- [Quoted passage]:
┏━━

After years of skepticism about Warren’s claim that she is at least part Cherokee, the Democratic Sen. from Massachusetts recently released the results of a DNA test. The test provided “strong evidence” that Warren has a Native American ancestor dating back six to 10 generations.

The Boston Globe originally claimed that this put Warren at somewhere between 1/32 and 1/512 Native American.

However, the Globe admitted in a correction that the upper bound of Warren’s Native American ancestry is actually 1/1024. This would make Warren somewhere between .09 and 3 percent Native American.

Boston Globe Correction (Screenshot: October 15, 2018)

According to a New York Times article cited by the Republican National Committee’s Michael Ahrens, the average European-American has 0.18 percent Native American DNA.

In 1996, the Harvard Crimson referred to Warren as a Native American, and in 1997, a Fordham Law Review article described her as Harvard Law’s “first woman of color.”

According to previous reporting by The Daily Caller, “Warren later acknowledged that Harvard had singled her out as a Native American professor because she identified herself as a minority in an Association of American Law Schools directory from 1986-1994. She stopped listing herself as such when she gained tenure at Harvard.”

CAMBRIDGE, MA - SEPTEMBER 09: U.S. Sen. Elizabeth Warren speaks at a rally held for Democratic gubernatorial candidate Jay Gonzalez (L) and congressional Democratic candidate Ayanna Pressley (2nd L) on September 9, 2018 in Cambridge, Massachusetts. (Photo by Scott Eisen/Getty Images)

CAMBRIDGE, MA – SEPTEMBER 09: U.S. Sen. Elizabeth Warren speaks at a rally held for Democratic gubernatorial candidate Jay Gonzalez (L) and congressional Democratic candidate Ayanna Pressley (2nd L) on September 9, 2018 in Cambridge, Massachusetts. (Photo by Scott Eisen/Getty Images)

Warren also used her “high cheekbones” and an old story about her parents eloping over “issues” relating to her mother’s Cherokee ancestry as proof of her ancestral claims.

The Cherokee tribe does not accept DNA tests as proof of ancestry.

┗━━

- [Saved entries]:
┏━━

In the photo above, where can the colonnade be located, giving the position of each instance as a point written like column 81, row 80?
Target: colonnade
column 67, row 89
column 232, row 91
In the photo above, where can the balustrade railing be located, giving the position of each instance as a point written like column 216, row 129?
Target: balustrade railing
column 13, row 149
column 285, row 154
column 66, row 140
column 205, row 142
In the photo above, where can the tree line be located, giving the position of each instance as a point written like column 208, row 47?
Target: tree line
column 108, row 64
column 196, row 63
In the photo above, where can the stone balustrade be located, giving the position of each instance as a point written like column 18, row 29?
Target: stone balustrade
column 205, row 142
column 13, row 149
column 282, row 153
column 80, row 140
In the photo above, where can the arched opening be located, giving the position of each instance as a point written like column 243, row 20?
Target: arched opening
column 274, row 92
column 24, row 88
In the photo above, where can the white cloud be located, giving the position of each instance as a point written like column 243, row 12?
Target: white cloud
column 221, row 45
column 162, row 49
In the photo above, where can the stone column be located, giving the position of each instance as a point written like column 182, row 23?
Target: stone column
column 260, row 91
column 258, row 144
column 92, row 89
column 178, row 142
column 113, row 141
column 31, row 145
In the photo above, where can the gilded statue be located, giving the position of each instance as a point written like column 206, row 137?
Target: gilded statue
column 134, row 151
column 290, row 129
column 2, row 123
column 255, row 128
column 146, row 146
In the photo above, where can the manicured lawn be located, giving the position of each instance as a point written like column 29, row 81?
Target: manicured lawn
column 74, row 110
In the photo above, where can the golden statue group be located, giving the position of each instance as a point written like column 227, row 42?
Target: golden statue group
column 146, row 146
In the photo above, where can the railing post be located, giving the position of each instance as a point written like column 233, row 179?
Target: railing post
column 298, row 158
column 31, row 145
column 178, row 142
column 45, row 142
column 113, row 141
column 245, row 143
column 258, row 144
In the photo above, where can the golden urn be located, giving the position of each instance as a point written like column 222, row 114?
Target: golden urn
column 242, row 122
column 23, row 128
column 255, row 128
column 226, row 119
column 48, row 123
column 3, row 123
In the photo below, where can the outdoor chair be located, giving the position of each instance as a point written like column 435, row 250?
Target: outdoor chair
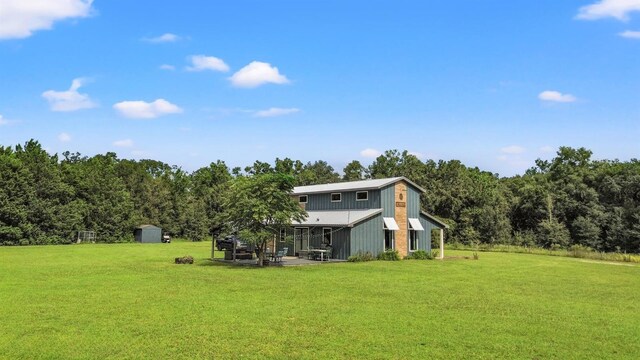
column 277, row 257
column 327, row 255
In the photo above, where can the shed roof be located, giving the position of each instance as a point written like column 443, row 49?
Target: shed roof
column 147, row 227
column 352, row 186
column 337, row 217
column 434, row 219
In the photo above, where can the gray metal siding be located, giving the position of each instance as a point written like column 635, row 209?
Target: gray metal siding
column 323, row 201
column 388, row 200
column 368, row 236
column 424, row 240
column 413, row 202
column 149, row 235
column 340, row 243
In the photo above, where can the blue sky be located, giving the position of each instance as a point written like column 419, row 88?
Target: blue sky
column 494, row 84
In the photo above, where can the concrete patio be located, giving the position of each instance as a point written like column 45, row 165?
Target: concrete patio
column 286, row 261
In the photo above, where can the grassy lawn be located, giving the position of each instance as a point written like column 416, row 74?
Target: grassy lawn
column 129, row 301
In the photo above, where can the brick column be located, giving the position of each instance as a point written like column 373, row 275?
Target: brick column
column 401, row 235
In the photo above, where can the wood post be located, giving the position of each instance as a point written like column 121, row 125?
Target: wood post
column 441, row 255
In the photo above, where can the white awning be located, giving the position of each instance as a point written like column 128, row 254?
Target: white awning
column 391, row 224
column 415, row 224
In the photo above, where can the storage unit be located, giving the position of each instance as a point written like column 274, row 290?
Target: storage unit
column 148, row 234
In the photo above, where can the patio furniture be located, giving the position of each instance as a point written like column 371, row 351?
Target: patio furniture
column 319, row 254
column 278, row 256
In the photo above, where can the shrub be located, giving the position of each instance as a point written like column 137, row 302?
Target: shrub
column 420, row 255
column 579, row 251
column 361, row 256
column 185, row 260
column 389, row 255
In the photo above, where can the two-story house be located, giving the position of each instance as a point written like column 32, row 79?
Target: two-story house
column 363, row 216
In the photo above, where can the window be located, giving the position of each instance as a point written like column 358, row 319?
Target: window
column 413, row 240
column 388, row 240
column 326, row 236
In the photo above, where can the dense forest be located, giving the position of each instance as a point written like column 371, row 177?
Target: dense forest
column 569, row 200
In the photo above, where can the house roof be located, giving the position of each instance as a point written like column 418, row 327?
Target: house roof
column 434, row 219
column 347, row 218
column 352, row 186
column 147, row 227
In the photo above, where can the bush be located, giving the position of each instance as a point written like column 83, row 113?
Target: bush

┗━━

- [Exercise brief]:
Copy the stretch of the Warren DNA article from "Boston Globe Correction" through "Native American DNA.", renaming "European-American" as "Euro-American" wherever it appears.

- [Solved exercise]:
Boston Globe Correction (Screenshot: October 15, 2018)

According to a New York Times article cited by the Republican National Committee’s Michael Ahrens, the average Euro-American has 0.18 percent Native American DNA.